> _Requirement_
Reproduce word for word the passage of the article on Nicholas Heyward Sr. that opens with the words containing "Heyward’s then-wife, Angela, rushed" and closes with "refusing her access.".

> _Extract provided_
Content starts
While the police collected and stored the original toy as evidence, Heyward Sr. said he bought a year later an identical gun at the same Atlantic Antic festival where the original had come from.

These days, he brings the toy with him to every gun violence protest he attends to show people how his son was killed. “Plastic toy guns are not dangerous weapons, it’s the officers,” he said. “You’re telling me trained police don’t know the difference between a toy and a real gun?”

At the time of his son’s shooting, Heyward Sr. was picking up his niece from her school in the Bronx. He didn’t know it yet, but Heyward Jr. was lying unconscious in a 14th-floor stairwell.  “My pager was ringing like crazy,” he said. “I didn’t know what was going on.”

Moments after he fired his gun, George paced the hallway just outside the stairwell door, leaving a dying Heyward Jr. alone with his three friends. Uncertain of what to do, the officer called in the incident and left in search of a local resident. According to court testimony, he then brought an elderly Hispanic woman to the scene and began to question her.

“Do you know this kid?” he asked. “Can you go get his parents?”

Heyward’s then-wife, Angela, rushed to the scene minutes after eight — but she was too late. By the time she arrived, as many as eight officers were already blocking off the stairwell door, refusing her access.

“She was right there and she couldn’t even touch him,” said Heyward Sr. “She was there on the 14th floor and right behind the door was her son, bleeding out and dying.”

Angela Heyward would be deprived of the chance to see her son twice more before his death — once on the ambulance ride to the hospital and again during his surgery at St. Vincent’s Medical Hospital.

Shortly after their son’s death, the Heywards separated, leaving Heyward Sr. in search of relief through community activism.

“I help parents who’ve lost their children,” he said, “like I’ve lost mine.”

He is a full-time community leader and activist for two nonprofit organizations — Parents Against Police Brutality and the Nicholas Naquan Heyward Jr. Memorial Foundation. He balances his days between organizing and speaking out about gun violence around the country. When Tamir Rice, a 12-year-old boy holding a pellet gun, was killed by a police officer in Cleveland in 2014, the eerily similar case struck a chord for him, 20 years after his son’s death.

“I cried in front of the television when I heard that,” he said. “The fact that the officer wasn’t held accountable, and that he was only a boy with a toy … it all just reminded me of Nicholas.”

This year marks the father’s 23rd annual day of remembrance for his son. Each November, he gathers alongside hundreds of community members for a day of basketball games, arts and crafts activities, and local musical performances in the Boerum Hill park across the street from his housing project. In 2001 the park was renamed Nicholas Naquan Heyward Jr. Park due to his father’s push to honor his memory.

In the days leading up to his death, Heyward Jr. was practicing every day to make the basketball team at his school. He would die before hearing of his acceptance.

Every other day, Nicholas Heyward Sr. takes a stroll through the park.  It is a reminder, he says, of what could have been.
Content ends
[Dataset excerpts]
Content starts
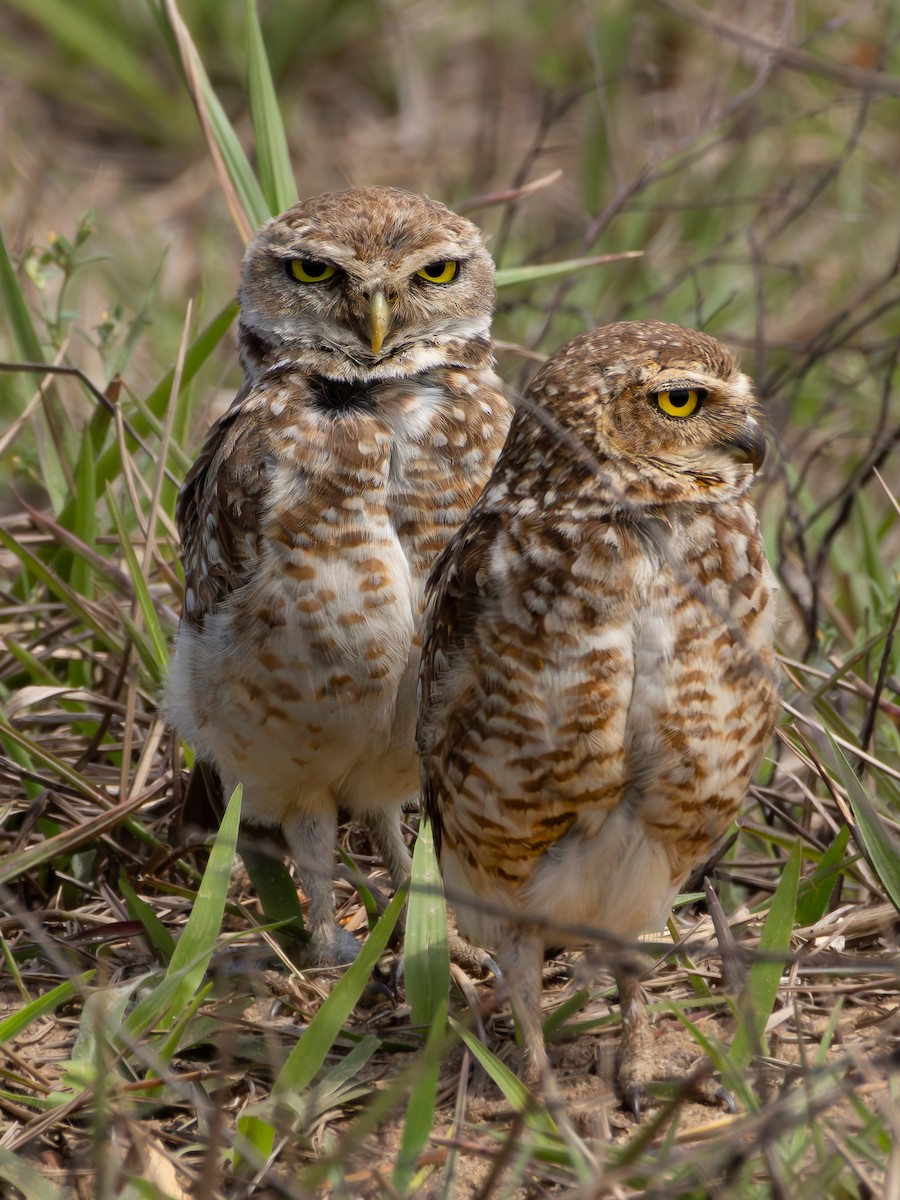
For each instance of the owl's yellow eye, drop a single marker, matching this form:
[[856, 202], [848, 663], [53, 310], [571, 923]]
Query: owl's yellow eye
[[439, 273], [311, 270], [679, 401]]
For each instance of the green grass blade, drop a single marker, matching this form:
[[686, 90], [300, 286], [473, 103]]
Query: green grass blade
[[13, 1025], [420, 1109], [28, 343], [816, 888], [88, 33], [515, 1092], [27, 1181], [197, 942], [877, 843], [426, 959], [759, 996], [276, 892], [307, 1056], [85, 517], [276, 174], [109, 462], [139, 910], [508, 276], [243, 193], [306, 1059], [28, 346]]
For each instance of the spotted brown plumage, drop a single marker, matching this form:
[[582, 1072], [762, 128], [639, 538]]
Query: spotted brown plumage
[[597, 682], [367, 424]]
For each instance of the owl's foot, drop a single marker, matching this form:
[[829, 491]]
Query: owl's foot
[[473, 960], [639, 1061]]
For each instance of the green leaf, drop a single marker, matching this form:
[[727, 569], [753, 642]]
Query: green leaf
[[27, 342], [515, 1092], [816, 888], [13, 1025], [33, 1186], [426, 959], [508, 276], [306, 1059], [276, 892], [53, 473], [276, 174], [139, 910], [420, 1109], [197, 942], [239, 185], [757, 999], [880, 845], [109, 462]]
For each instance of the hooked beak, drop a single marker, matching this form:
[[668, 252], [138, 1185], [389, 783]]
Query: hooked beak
[[748, 444], [378, 321]]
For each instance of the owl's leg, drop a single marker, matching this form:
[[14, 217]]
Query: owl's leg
[[311, 840], [522, 966], [637, 1057], [635, 1069], [388, 835]]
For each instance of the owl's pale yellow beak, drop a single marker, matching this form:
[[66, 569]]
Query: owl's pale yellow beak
[[378, 321]]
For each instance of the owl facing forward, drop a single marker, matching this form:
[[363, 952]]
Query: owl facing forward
[[597, 684], [367, 424]]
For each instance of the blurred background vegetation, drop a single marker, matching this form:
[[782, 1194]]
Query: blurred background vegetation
[[750, 151]]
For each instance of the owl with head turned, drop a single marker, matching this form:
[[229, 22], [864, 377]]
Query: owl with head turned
[[369, 420], [598, 677]]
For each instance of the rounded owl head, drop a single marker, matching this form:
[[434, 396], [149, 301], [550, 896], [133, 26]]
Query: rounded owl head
[[367, 283], [665, 409]]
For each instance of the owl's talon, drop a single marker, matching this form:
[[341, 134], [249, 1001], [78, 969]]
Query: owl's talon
[[637, 1101]]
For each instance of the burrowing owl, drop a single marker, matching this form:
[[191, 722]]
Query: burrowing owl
[[597, 681], [367, 425]]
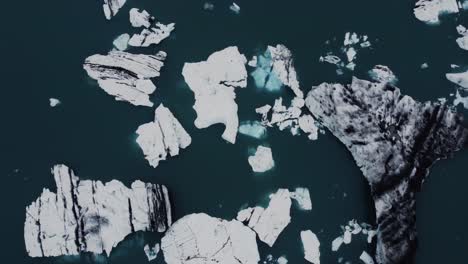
Content ends
> _Your response_
Heyward’s then-wife, Angela, rushed to the scene minutes after eight — but she was too late. By the time she arrived, as many as eight officers were already blocking off the stairwell door, refusing her access.